(TASK ITEM)
Filter the entries that follow, copying every line in which the word "locate" appears.

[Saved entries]
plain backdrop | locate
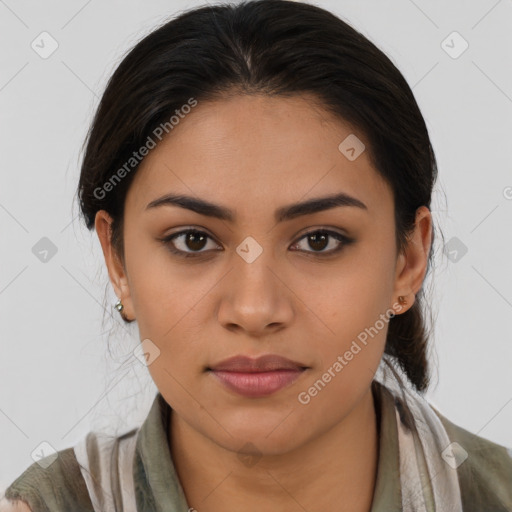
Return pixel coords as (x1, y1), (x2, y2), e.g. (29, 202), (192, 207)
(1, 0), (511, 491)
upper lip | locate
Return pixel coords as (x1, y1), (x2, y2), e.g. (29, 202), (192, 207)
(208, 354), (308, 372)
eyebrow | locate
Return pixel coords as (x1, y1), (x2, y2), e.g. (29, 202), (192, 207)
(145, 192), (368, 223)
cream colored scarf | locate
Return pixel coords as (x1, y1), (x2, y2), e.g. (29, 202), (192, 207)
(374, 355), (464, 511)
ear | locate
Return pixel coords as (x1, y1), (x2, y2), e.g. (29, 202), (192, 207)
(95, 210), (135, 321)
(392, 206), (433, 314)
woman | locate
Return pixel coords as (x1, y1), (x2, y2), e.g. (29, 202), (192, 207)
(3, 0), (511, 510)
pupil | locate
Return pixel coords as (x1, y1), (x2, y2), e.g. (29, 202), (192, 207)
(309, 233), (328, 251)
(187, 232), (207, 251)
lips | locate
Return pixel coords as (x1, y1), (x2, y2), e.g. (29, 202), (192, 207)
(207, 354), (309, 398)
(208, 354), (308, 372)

(SOLUTION FOR THIS TASK)
plain backdrop | locate
upper lip | locate
eyebrow | locate
cream colored scarf | locate
ear | locate
woman | locate
pupil | locate
lips | locate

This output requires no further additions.